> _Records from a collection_
○ ○ ○ ○ ○ ○ ○

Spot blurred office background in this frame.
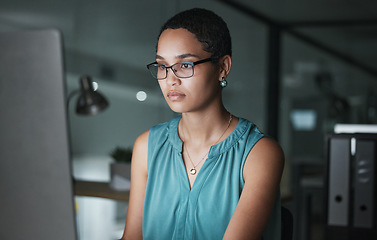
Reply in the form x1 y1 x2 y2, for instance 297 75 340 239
1 0 376 239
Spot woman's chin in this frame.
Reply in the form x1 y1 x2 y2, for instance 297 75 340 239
166 103 187 114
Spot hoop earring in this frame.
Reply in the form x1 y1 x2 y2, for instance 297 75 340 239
220 77 227 88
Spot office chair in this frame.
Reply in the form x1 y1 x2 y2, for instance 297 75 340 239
281 206 294 240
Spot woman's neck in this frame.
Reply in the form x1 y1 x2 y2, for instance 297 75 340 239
179 107 232 146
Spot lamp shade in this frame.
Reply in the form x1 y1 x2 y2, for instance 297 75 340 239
76 75 109 115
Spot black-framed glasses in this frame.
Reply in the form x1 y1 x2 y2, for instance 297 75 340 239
146 57 216 80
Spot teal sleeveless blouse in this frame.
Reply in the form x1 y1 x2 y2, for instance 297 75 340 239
143 117 281 239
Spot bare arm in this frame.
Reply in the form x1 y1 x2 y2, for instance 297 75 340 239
120 130 149 240
223 137 285 240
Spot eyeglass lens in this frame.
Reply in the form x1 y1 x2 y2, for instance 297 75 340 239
149 62 194 80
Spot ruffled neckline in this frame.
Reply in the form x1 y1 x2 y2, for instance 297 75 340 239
168 116 251 158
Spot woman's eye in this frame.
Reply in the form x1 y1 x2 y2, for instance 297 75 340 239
180 63 191 69
158 65 166 70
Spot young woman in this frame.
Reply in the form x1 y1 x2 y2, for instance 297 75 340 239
121 8 284 240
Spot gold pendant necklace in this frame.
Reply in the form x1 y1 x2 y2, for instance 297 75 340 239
182 113 233 175
184 145 208 175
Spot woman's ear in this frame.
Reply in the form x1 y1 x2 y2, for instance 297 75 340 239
219 55 232 79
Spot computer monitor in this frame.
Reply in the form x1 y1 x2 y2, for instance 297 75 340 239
0 29 77 240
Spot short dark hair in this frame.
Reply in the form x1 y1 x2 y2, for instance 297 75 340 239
157 8 232 58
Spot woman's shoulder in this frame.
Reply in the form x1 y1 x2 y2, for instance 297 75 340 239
235 117 264 145
135 116 180 150
237 118 261 133
133 129 150 151
253 137 284 159
150 116 180 130
149 116 180 137
239 117 284 166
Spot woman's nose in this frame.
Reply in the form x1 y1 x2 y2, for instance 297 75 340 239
165 68 181 86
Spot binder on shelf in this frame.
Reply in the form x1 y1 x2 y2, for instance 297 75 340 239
353 140 375 228
327 138 351 226
325 132 377 240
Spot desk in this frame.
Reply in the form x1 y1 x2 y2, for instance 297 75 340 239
74 180 130 201
74 180 291 203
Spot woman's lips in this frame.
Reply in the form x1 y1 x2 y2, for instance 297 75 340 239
167 91 185 101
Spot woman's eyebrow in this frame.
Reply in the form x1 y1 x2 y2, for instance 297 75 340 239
176 53 200 59
155 53 200 61
156 55 164 60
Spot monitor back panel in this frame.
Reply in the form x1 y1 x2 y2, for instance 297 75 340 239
0 29 77 240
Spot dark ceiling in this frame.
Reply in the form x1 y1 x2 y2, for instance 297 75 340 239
221 0 377 79
0 0 376 81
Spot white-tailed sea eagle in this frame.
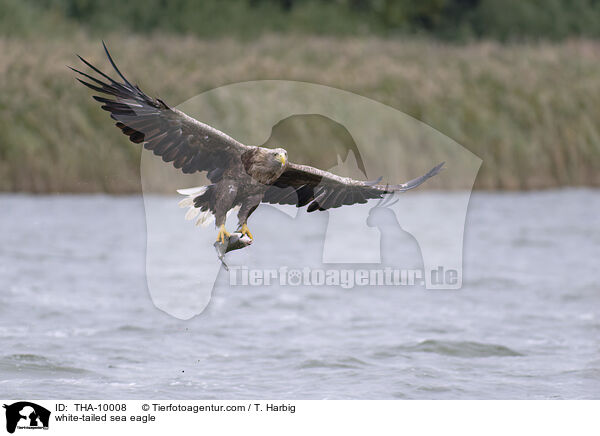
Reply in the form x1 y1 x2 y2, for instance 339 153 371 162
71 43 444 244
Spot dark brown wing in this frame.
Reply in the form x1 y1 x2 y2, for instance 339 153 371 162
262 162 444 212
71 42 250 179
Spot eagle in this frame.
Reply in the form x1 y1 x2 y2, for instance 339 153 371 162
71 43 444 244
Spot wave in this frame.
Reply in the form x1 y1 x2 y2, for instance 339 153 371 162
298 356 368 369
0 353 88 374
400 340 523 358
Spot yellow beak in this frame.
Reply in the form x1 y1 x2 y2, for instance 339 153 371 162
277 154 286 165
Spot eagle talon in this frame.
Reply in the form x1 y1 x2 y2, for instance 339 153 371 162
239 223 254 240
216 224 231 244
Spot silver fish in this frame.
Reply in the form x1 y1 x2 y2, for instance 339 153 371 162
213 232 253 271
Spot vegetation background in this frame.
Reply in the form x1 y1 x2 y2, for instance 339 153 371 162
1 0 599 192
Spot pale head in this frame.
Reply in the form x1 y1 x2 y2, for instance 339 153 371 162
269 147 288 166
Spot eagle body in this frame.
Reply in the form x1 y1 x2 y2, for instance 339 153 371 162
72 44 444 244
189 146 289 229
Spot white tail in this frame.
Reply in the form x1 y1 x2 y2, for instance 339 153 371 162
176 185 208 196
185 207 201 220
196 210 214 227
175 184 240 229
194 206 240 228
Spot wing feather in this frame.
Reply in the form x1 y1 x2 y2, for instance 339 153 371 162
263 162 444 211
72 44 251 181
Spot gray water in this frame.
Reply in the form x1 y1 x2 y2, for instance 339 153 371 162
0 190 598 399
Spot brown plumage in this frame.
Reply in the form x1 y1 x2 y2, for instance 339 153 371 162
72 43 444 243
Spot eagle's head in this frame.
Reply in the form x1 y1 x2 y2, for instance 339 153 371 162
242 146 288 184
265 147 288 182
270 148 288 167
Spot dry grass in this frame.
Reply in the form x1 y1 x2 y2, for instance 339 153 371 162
1 33 599 192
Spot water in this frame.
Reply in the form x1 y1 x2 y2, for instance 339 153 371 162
0 190 598 399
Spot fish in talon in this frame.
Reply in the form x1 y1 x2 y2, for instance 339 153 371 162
213 232 253 271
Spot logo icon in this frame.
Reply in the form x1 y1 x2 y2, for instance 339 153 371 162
3 402 50 434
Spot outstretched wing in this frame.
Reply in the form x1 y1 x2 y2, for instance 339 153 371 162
71 42 250 178
262 162 444 212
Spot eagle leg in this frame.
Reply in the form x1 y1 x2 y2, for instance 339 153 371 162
216 224 231 244
237 195 261 240
238 223 254 240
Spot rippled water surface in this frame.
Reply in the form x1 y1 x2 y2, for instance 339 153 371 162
0 190 598 399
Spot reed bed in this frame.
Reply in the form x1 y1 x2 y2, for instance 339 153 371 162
1 34 599 192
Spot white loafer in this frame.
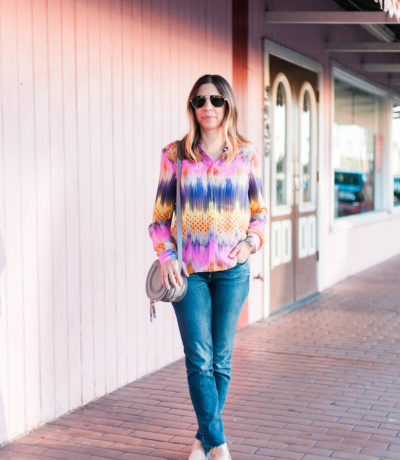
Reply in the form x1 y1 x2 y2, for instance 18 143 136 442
188 438 208 460
208 442 232 460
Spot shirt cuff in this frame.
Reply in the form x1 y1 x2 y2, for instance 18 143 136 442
158 248 178 265
245 233 261 253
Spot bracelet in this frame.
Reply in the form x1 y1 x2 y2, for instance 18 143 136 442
245 238 257 254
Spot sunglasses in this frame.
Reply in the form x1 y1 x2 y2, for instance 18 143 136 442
190 95 227 109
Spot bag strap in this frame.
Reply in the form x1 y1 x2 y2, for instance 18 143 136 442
176 142 183 272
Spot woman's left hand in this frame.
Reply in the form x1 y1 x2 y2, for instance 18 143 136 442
228 241 252 264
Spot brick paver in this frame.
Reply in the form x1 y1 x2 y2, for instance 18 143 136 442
1 255 400 459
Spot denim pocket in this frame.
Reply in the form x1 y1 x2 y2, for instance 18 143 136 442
237 259 250 267
232 259 250 277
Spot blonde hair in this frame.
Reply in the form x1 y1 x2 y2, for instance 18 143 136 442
181 74 250 162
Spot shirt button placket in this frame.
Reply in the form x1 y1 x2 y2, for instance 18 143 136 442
208 162 214 272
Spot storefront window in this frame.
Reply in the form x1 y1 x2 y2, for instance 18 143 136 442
333 79 382 218
275 82 287 206
393 104 400 207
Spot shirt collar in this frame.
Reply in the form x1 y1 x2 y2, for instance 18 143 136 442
197 142 229 160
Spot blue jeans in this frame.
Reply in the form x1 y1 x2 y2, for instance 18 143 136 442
172 260 250 454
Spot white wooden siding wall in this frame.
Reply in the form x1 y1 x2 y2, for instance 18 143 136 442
0 0 232 443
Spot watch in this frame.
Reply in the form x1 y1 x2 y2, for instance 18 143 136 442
245 238 257 254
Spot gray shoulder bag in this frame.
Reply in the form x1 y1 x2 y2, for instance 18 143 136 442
145 142 188 321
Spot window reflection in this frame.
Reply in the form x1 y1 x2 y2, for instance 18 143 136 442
333 79 381 218
301 91 311 203
393 104 400 207
275 82 287 206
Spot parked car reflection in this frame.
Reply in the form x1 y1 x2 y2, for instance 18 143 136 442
394 175 400 206
334 170 373 217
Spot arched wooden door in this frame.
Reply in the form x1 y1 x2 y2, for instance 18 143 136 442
269 54 319 312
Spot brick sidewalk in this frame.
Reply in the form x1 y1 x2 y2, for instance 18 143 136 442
1 255 400 460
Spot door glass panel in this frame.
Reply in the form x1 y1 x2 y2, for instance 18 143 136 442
393 104 400 207
301 90 312 203
275 82 287 206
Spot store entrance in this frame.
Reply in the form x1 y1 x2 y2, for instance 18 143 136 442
268 54 319 312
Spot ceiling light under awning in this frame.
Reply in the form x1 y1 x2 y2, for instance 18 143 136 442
374 0 400 22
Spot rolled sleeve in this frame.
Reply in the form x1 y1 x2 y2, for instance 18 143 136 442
247 148 268 252
148 145 178 263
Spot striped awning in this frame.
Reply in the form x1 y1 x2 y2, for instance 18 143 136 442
375 0 400 21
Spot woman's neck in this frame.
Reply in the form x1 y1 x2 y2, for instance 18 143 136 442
200 130 225 161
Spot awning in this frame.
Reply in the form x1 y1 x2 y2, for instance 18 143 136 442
375 0 400 21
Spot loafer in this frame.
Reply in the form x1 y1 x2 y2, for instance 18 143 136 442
208 442 232 460
188 438 207 460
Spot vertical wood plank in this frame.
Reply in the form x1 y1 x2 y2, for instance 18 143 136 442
177 0 188 132
99 0 117 392
111 0 128 388
20 0 41 431
2 0 26 438
159 0 173 363
61 0 82 410
141 0 155 374
190 0 202 81
132 0 146 378
150 0 163 370
173 0 187 359
168 0 179 141
196 0 206 80
0 0 10 441
88 0 106 399
121 0 137 383
48 0 69 418
33 0 56 425
76 0 95 405
225 0 233 82
7 0 28 437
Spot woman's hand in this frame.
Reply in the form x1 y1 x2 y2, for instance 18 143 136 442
228 241 252 264
161 259 189 290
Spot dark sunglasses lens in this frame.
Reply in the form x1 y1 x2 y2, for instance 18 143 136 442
191 96 205 108
210 96 225 107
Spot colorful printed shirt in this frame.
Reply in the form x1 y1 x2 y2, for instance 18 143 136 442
149 141 268 274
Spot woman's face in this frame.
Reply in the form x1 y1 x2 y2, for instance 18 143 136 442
193 83 226 133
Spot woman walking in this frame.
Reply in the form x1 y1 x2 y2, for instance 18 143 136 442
149 74 267 460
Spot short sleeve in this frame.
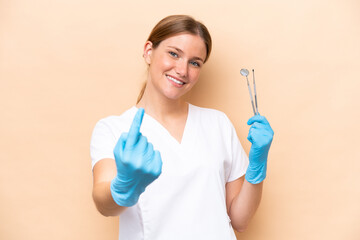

○ ○ ○ ○ ○ ○ ○

> _What the task asks_
Word for word, write out the lines from the top of the records above down to the line holding "Spot woman's ear in this frame.", inclusive, but not the pictures.

> _Response to this task_
Spot blurred office background in this frame.
Reply in the form x1 y1 x2 y2, for instance 297 75 340 239
1 0 376 239
Spot woman's chin in this frame.
Reply in the form x1 y1 x2 y2, for instance 297 75 340 239
166 103 187 114
Spot hoop earring in this frame.
Reply in the form x1 y1 x2 y2, for instance 297 75 340 239
220 77 227 88
Spot office chair in this frame.
Reply in the form x1 y1 x2 y2, for instance 297 75 340 239
281 206 294 240
Spot woman's neck in this frame.
Reply in the form x1 y1 x2 y2, for instance 297 75 340 239
179 107 232 146
Spot lamp shade in this frame.
Reply in the form x1 y1 x2 y2, for instance 297 75 340 239
76 75 109 115
Spot black-framed glasses in this frame.
Reply in the form x1 y1 x2 y2, for instance 297 75 340 239
146 57 216 80
Spot teal sleeveless blouse in this frame.
Reply in the form x1 y1 x2 y2, for instance 297 75 340 239
143 117 281 239
Spot bare arm in this frame.
Reply in the form x1 y1 x2 y2, for instance 297 75 340 239
120 130 149 240
223 137 285 240
Spot eyeglass lens in this frame.
Reply in the form x1 y1 x2 y2, for instance 297 75 340 239
149 62 194 80
Spot ruffled neckline in this frame.
Reply in the form x1 y1 x2 y2, for instance 297 75 340 239
168 116 251 158
Spot woman's eye in this frame.
Reply in the form x1 y1 x2 y2, for instance 297 75 340 239
180 63 191 69
158 65 166 70
Spot young woman in this frame.
Reply in the form x1 y1 x2 y2, for instance 297 75 340 239
121 8 284 240
Spot gold pendant necklace in this frame.
Reply in the form x1 y1 x2 y2, for instance 297 75 340 239
182 113 233 175
184 145 208 175
Spot woman's ear in this frame.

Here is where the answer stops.